1. A method for shot change detection of a video clip, the method comprising the steps of:

receiving a first frame, second frames and a third frame of the video clip, wherein each of the frames is divided into macroblocks, the third frame has the macroblocks with forward reference to the first frame and the second frames have the macroblocks with forward and backward references respectively to the first and second frames;

inversely quantizing the macroblocks to obtain energy values corresponding to the forward and backward references of the macroblocks;

for each of the frames, calculating a first and second number of the macroblocks having the energy values corresponding to the forward and backward references smaller than a first threshold, and a forward and backward reference ratio of the first and second number to the total number of the macroblocks, respectively; and

locating a shot change among the frames, wherein the forward reference ratio of the third frame is below a second threshold, the shot change is adjacent to the first frame and the backward reference ratio is larger than the forward reference ratio of each of the second frames subsequent to the shot change.

2. The method as claimed in claim 1, wherein the first, second and third frames are an I frame, B frames and P frame.

3. The method as claimed in claim 1, wherein the first, second and third frames are a P frame, B frames and another P frame.

4. The method as claimed in claim 1, wherein the video clip is an MPEG-coded video clip.

5. The method as claimed in claim 4, wherein the ratio of the numbers of I, P and B frames is 1:2:6.

6. A method for shot change detection of a video clip, the method comprising the steps of:

receiving a first frame, second frames and a third frame of the video clip, wherein each of the frames is divided into macroblocks, the third frame has macroblocks with forward reference to the first frame and the second frames have macroblocks with forward and backward references respectively to the first and second frame;

inversely quantizing the macroblocks to obtain energy values corresponding to the forward and backward references of the macroblocks;

for each of the frames, calculating a first and second number of the macroblocks having the energy values corresponding to the forward and backward references smaller than a first threshold, and a forward and backward reference ratio of the first and second number to the total number of the macroblocks, respectively; and

locating a shot change among the frames, wherein the forward reference ratio of the third frame is below a second threshold, the shot change is located between two of the second frames, the forward reference ratios are larger than the backward reference ratios of each of the second frames preceding the shot change and the backward reference ratios are larger than the forward reference ratios of each of the second frames subsequent to the shot change.

7. The method as claimed in claim 6, wherein the first, second and third frames are an I frame, B frames and P frame.

8. The method as claimed in claim 6, wherein the first, second and third frames are a P frame, B frames and another P frame.

9. The method as claimed in claim 6, wherein the video clip is an MPEG-coded video clip.

10. The method as claimed in claim 9, wherein the ratio of the numbers of I, P and B frames is 1:2:6.

11. A method for shot change detection of a video clip, the method comprising the steps of:

receiving a first frame, second frames and a third frame of the video clip, wherein each of the frames is divided into macroblocks, the third frame has macroblocks with forward reference to the first frame and the second frames have macroblocks with forward and backward references respectively to the first and second frame;

inversely quantizing the macroblocks to obtain energy values corresponding to the forward and backward references of the macroblocks;

for each of the frames, calculating a first and second number of the macroblocks having the energy values corresponding to the forward and backward references smaller than a first threshold, and a forward and backward reference ratio of the first and second number to the total number of the macroblocks, respectively; and

locating a shot change among the frames, wherein the forward reference ratio of the third frame is below a second threshold, the shot change is adjacent to the third frame and the forward reference ratio is larger than the backward reference ratio of each of the second frames preceding the shot change.

12. The method as claimed in claim 11, wherein the first, second and third frames are an I frame, B frames and P frame.

13. The method as claimed in claim 11, wherein the first, second and third frames are a P frame,: B frames and another P frame.

14. The method as claimed in claim 11, wherein the video clip is an MPEG-coded video clip.

15. The method as claimed in claim 14, wherein the ratio of the numbers of I, P and B frames is 1:2:6.

▶ Exercises to complete:
1 > Copy everything in the shot change detection claims from "3. The method as claimed in claim 1, wherein" down to "claim 1, wherein the video clip is an MPEG-coded video clip.".
2 > Translate this sentence from the shot change detection claims into Spanish: "The method as claimed in claim 4, wherein the ratio of the numbers of I, P and B frames is 1:2:6."
The material after this point is drawn from a separate source.

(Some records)
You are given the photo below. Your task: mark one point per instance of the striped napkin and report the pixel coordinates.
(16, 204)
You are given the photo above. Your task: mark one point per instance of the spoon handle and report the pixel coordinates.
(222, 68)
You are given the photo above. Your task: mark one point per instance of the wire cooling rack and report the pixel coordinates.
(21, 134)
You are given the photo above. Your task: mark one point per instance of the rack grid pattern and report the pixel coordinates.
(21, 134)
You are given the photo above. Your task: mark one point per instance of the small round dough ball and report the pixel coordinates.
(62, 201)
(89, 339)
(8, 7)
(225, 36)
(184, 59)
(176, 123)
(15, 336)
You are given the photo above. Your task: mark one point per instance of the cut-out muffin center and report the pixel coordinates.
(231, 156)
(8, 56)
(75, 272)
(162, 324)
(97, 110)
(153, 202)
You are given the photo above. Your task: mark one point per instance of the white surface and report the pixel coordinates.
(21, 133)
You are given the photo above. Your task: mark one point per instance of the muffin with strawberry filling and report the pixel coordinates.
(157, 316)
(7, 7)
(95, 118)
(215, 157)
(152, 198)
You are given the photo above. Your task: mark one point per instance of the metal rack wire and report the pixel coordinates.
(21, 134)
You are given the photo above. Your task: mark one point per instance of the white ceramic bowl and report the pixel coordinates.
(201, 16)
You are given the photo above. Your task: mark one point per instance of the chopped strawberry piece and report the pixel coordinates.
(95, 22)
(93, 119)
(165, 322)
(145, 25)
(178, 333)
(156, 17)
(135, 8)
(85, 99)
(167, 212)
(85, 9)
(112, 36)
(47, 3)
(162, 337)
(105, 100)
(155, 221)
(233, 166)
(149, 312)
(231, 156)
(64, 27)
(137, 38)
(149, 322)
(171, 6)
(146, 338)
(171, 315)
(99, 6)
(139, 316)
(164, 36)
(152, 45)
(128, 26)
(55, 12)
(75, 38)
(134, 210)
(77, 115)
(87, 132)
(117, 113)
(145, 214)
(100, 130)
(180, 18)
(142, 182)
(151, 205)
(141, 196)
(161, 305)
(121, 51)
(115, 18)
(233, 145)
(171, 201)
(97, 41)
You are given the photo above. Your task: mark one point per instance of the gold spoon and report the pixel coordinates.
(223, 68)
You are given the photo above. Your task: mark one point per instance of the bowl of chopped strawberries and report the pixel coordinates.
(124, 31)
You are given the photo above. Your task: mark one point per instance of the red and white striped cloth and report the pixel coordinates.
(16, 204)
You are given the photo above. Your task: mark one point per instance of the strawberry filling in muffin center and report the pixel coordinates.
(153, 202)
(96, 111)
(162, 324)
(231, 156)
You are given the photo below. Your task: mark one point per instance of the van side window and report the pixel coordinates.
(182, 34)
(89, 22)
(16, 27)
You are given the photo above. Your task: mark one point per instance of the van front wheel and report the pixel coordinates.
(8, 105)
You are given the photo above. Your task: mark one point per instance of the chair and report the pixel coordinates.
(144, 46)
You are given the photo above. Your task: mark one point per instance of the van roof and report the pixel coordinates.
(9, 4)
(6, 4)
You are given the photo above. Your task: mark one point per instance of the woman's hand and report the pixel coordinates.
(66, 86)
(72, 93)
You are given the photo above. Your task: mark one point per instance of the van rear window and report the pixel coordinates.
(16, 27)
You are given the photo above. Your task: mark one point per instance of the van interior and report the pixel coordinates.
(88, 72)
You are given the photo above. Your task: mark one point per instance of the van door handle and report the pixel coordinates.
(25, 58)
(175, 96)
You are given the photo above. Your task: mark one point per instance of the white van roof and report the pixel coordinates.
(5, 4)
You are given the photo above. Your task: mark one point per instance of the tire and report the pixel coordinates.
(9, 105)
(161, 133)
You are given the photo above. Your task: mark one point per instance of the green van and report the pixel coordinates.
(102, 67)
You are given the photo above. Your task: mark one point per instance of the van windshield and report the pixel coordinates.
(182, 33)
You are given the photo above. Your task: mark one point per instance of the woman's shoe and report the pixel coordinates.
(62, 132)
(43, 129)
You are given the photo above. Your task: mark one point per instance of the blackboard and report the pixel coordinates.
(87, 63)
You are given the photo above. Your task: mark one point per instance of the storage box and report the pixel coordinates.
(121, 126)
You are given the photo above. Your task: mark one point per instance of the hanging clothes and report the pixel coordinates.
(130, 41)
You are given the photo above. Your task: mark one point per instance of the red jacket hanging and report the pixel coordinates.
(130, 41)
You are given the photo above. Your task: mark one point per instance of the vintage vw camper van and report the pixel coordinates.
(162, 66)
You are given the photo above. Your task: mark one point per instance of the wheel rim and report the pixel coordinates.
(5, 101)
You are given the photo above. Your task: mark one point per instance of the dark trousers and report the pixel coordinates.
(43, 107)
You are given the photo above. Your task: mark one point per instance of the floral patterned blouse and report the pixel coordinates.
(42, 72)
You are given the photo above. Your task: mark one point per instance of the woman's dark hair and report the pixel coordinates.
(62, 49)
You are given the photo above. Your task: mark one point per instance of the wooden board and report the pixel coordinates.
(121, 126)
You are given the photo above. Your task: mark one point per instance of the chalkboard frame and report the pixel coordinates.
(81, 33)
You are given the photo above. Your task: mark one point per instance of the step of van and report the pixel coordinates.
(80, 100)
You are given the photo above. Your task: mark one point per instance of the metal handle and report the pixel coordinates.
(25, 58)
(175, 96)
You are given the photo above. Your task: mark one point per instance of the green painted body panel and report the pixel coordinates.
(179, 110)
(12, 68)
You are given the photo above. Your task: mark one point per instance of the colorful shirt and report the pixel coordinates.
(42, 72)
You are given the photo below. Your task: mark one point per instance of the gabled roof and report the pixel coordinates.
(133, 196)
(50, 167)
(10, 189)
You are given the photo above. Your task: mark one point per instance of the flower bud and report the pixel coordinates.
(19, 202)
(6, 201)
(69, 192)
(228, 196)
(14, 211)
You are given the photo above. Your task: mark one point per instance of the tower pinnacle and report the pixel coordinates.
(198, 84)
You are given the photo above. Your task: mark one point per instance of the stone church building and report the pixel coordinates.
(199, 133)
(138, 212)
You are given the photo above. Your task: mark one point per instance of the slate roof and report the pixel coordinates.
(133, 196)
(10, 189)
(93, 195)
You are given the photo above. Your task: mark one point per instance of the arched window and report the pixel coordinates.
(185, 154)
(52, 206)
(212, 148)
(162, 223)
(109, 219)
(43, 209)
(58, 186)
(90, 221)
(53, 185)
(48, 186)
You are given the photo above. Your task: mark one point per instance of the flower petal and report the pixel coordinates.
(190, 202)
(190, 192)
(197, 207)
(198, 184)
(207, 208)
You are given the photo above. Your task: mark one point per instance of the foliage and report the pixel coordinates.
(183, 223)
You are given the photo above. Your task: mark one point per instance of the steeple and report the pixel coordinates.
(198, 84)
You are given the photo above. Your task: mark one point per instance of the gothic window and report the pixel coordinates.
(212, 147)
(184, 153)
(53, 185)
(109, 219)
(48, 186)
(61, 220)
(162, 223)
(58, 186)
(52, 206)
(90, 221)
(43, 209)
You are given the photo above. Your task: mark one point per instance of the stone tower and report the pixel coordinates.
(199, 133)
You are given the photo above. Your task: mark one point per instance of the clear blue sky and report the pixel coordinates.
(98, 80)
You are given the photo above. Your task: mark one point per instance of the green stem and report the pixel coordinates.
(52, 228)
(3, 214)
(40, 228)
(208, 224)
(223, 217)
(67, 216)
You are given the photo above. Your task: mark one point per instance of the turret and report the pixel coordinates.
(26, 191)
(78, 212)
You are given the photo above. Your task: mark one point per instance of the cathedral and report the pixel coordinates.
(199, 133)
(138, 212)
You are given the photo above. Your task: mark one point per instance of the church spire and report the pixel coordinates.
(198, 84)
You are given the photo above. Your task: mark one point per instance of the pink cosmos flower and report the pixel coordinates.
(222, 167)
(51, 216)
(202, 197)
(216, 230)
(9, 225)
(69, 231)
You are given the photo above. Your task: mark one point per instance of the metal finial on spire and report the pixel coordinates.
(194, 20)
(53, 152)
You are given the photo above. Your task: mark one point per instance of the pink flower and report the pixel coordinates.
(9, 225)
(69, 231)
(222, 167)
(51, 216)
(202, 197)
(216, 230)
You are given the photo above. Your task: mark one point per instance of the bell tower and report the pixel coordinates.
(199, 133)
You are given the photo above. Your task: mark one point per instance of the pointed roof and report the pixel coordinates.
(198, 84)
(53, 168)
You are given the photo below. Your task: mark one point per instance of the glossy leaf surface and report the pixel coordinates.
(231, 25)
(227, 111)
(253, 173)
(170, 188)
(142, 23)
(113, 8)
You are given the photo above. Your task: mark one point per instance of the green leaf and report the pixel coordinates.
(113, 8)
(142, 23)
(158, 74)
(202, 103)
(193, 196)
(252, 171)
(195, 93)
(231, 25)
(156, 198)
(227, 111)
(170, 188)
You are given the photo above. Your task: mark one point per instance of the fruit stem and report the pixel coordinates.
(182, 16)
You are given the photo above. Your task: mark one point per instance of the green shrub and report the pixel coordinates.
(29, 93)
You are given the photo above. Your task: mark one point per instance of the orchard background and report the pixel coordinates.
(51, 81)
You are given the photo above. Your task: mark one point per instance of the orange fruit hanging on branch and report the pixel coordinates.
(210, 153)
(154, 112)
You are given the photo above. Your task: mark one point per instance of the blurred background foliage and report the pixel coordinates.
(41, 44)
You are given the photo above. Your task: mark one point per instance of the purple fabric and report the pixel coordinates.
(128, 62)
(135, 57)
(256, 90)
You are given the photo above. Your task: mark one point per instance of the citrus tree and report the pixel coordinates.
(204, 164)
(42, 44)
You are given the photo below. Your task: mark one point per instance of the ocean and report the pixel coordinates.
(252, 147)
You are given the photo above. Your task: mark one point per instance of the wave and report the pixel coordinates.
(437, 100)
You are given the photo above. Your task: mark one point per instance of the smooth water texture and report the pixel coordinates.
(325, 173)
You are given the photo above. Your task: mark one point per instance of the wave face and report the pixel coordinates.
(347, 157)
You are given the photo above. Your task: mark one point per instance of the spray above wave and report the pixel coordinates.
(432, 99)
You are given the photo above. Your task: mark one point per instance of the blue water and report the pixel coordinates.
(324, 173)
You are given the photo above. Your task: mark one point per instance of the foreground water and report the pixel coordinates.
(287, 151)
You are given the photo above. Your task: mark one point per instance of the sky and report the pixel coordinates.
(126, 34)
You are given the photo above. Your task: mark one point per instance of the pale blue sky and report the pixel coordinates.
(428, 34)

▶ Response list:
1 >
3. The method as claimed in claim 1, wherein the first, second and third frames are a P frame, B frames and another P frame.

4. The method as claimed in claim 1, wherein the video clip is an MPEG-coded video clip.

2 > El método según la reivindicación 4, en el que la proporción entre el número de cuadros I, P y B es 1:2:6.